53 Where the value for duty of goods is not appraised under sections 48 to 52, it shall be appraised on the basis of

(a) a value derived from the method, from among the methods of valuation set out in sections 48 to 52, that, when applied in a flexible manner to the extent necessary to arrive at a value for duty of the goods, conforms closer to the requirements with respect to that method than any other method so applied; and

(b) information available in Canada.

POSITIONS OF THE PARTIES

[25] Pier 1 argues that the DVM is inapplicable in the case at issue, as the preponderance of goods at Pier 1 stores are sold more than 90 days after importation, and most often for less than the suggested retail price. Accordingly, the importations would not satisfy the requirements of section 51. Pier 1 also added that the different systems it used to manage accounting and inventory were not designed to compile the information necessary to apply the DVM. [15]

[26] With respect to the terms of the Settlement Agreement, Pier 1 has indicated that during the period under review, there had been no material changes to its business operations in Canada that would have required notifying the CBSA. [16] Similarly, Pier 1 believes that the intent of the Settlement Agreement should continue to apply, regardless of the exact value used for the mark-up of its WLC. [17] Pier 1 maintains that the FCVM, as it has been used to date, represents a fair approximation of the VFD of the goods at issue at the time of importation. [18]

[27] The CBSA argues that the CVM is not a reliable method for valuing the goods at issue as Pier 1 is not the producer of the goods and would not have access to the relevant information on the cost of producing or processing the goods. [19] The CBSA suggests that Pier 1 maintains data that would allow it to apply a strict version of the DVM or, at a minimum, an FDVM, using Pier 1’s retail sales price as the basis for valuing goods and proceeding to request adjustments as the imported items were sold. [20] The CBSA further submits that a FDVM would require fewer modifications than a FCVM and should therefore be preferred.

ANALYSIS

Application of section 53 of the Act and Pier 1’s agreement with the CCRA

[28] Contrary to some of the assertions made by the CBSA, and based on its own admission, the Tribunal finds that the evidence presented in the Agreed Statement of Facts does not permit a strict application of either the DVM or the CVM to the goods at issue. [21] The evidence tendered by Pier 1 before the Tribunal, and uncontroverted by the CBSA, is that Pier 1 stores carried between 7,000 and 10,000 unique, imported products during the period under review and that, among a sample of products taken, it took, at minimum, between 112 and 143 days to sell those products, most often at a price below the suggested retail sales price. [22]

[29] As Pier 1 is not the producer of the goods at issue, a strict application of the CVM would not be possible in the circumstances. Similarly, as the goods are unique, are not appraised upon entry into Canada and are not generally sold within 90 days of importation, a strict application of the DVM would not be applicable either.

......

= To-do list =
#1 According to the passage on Pier 1's customs valuation, how many unique imported products did Pier 1 stores carry during the period under review?
#2 Carry on the passage on Pier 1's customs valuation from its last sentence.
The lines come from a source unrelated to the passage on Pier 1's customs valuation.

= Supplied information =

......

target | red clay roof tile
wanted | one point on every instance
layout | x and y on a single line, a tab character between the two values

......

= Outputs in order =
#1 Between 7,000 and 10,000.

#2
[30] Given that neither the CVM nor the DVM, as they are set out under the Act, may be applied in the circumstances, it would follow that recourse to the residual method of valuation contained at section 53 must apply. As discussed above, this residual method requires that goods be appraised based on:

(a) a value derived from the method, from among the methods of valuation set out in sections 48 to 52, that, when applied in a flexible manner to the extent necessary to arrive at a value for duty of the goods, conforms closer to the requirements with respect to that method than any other method so applied; and

(b) information available in Canada. [23]

[31] Further to the consideration of the method of valuation, the Tribunal must also consider the agreement made between Pier 1 and the CCRA. The duty of the Tribunal in this appeal is to determine the proper VFD of the subject goods and the valuation method that should be used in making that determination. Whereas the agreement provides clarity with respect to the intentions of the parties to prefer the CVM over the DVM, the Tribunal does not have the statutory authority to read these considerations into the law as they do not form part of the method of valuation of a good under the Act. The Act may allow importers to reverse the order of precedence concerning the application of the DVM and CVM, but no such consideration applies with respect to the residual method contained at section 53 and described above.

[32] As stated in John Draganiuk, “. . . the residual method calls for the flexible use of whichever method described in sections 48 to 52 conforms more closely to the requirements of that method.” [24] Accordingly, the Tribunal must determine whether the FCVM or the DVM would most closely conform to the requirements of that method in light of the factual circumstances under examination.

Application of the FDVM to the goods at issue

[33] In its pleadings, the CBSA has suggested that while a strict application of the DVM is possible, it has subsidiarily argued that if the Tribunal finds that the residual method applies, an FDVM would conform the closest to the requirements set out at section 53 of the Act.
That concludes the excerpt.